-- BEGIN --

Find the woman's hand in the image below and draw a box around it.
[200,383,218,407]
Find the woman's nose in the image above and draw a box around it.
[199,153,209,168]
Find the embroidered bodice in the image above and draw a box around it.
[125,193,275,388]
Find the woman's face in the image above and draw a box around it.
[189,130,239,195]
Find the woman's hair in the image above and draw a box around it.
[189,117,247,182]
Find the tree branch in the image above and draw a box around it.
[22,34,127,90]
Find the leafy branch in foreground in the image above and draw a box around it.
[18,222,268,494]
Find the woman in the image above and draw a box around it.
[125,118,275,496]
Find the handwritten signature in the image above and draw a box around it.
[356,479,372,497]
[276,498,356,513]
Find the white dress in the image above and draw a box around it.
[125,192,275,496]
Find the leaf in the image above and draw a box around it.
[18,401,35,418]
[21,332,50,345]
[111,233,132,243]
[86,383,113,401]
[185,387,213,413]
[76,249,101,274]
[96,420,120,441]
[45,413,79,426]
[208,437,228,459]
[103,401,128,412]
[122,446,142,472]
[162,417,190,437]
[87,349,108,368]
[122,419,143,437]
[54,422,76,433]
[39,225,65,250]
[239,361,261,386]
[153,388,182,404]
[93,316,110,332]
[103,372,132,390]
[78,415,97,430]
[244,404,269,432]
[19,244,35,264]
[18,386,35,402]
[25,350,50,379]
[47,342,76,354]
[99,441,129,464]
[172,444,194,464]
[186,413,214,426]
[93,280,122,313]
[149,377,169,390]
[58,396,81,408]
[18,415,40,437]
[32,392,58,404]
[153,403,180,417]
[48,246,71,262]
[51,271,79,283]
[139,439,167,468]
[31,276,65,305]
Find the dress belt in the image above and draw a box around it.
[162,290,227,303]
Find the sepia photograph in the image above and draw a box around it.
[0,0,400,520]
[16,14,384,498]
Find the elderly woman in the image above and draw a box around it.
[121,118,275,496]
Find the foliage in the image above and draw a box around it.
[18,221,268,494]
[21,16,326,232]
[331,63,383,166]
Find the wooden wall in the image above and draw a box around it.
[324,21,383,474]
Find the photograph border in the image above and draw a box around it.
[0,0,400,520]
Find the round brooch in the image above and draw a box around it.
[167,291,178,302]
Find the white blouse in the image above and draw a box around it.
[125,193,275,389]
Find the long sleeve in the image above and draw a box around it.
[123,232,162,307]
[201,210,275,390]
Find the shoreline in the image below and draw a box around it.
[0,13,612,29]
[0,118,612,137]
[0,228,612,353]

-- END --

▸ **STATED TASK**: Arrange every line of the items above into a JSON list of strings, one string per line, and leave out any blank lines.

▸ **EXERCISE ANSWER**:
[
  "Find the woman's hand in the image below and draw a box around it.",
  "[200,383,218,407]",
  "Find the woman's nose in the image above and draw a box around it.",
  "[199,153,209,168]",
  "Find the embroidered bodice in the image above and draw a box around it.",
  "[125,193,275,388]",
  "Find the woman's face in the image above and draw a box around it.",
  "[189,130,239,195]",
  "Find the woman's hair in the image above and draw a box around it.",
  "[189,117,247,182]",
  "Find the tree branch in the image above and draw a box around it.",
  "[22,34,127,90]",
  "Find the leafy branch in foreground in the image above and draw a box around it.",
  "[18,222,268,494]",
  "Find the woman in the image above and draw a box around it.",
  "[125,118,275,496]",
  "Find the handwritten signature in the image above and draw a box around it.",
  "[356,479,372,497]",
  "[276,498,356,513]",
  "Find the white dress in the image above and draw a box around it.",
  "[125,192,275,496]",
  "Find the leaf in the image above and draw a box around it.",
  "[18,401,35,418]",
  "[21,332,50,345]",
  "[111,233,132,243]",
  "[86,383,113,401]",
  "[185,387,213,413]",
  "[76,249,101,274]",
  "[96,420,120,441]",
  "[45,413,79,426]",
  "[208,437,228,459]",
  "[103,401,128,412]",
  "[122,446,142,472]",
  "[162,417,190,437]",
  "[87,349,108,368]",
  "[122,419,143,437]",
  "[54,422,76,433]",
  "[39,225,65,250]",
  "[239,361,261,386]",
  "[153,388,182,404]",
  "[93,316,110,332]",
  "[103,372,132,390]",
  "[78,415,97,430]",
  "[244,404,269,432]",
  "[19,244,35,264]",
  "[18,386,35,402]",
  "[25,350,50,379]",
  "[47,342,76,354]",
  "[99,441,129,464]",
  "[172,444,194,464]",
  "[186,413,214,426]",
  "[93,280,122,313]",
  "[149,377,169,390]",
  "[58,396,81,408]",
  "[18,415,40,437]",
  "[32,392,58,404]",
  "[153,403,180,417]",
  "[48,246,71,262]",
  "[51,271,79,283]",
  "[139,439,167,468]",
  "[31,276,65,305]",
  "Find the dress belt in the image above and draw a box around it.",
  "[162,290,227,303]",
  "Find the sepia photograph in the image above and draw a box around it.",
  "[0,0,400,520]",
  "[16,14,384,498]",
  "Find the elderly woman in the image above and draw a box around it.",
  "[121,118,275,496]",
  "Find the foliage in the image above and draw a box around it.",
  "[18,221,268,494]",
  "[21,16,326,232]",
  "[331,63,383,166]",
  "Find the wooden wall in the image above and draw a box around it.",
  "[324,21,383,474]",
  "Find the photograph border in the image above and draw a box around it.",
  "[0,0,400,520]",
  "Find the round brooch in the image above and draw a box around it.",
  "[167,291,178,302]",
  "Find the white blouse in the image above and draw a box around it.",
  "[125,193,275,389]",
  "Find the long sleeve in the image above and draw a box around it.",
  "[123,232,162,307]",
  "[201,210,275,390]",
  "Find the shoreline in the image below and draw a box around it.",
  "[0,13,612,29]",
  "[0,118,612,137]",
  "[0,228,612,353]"
]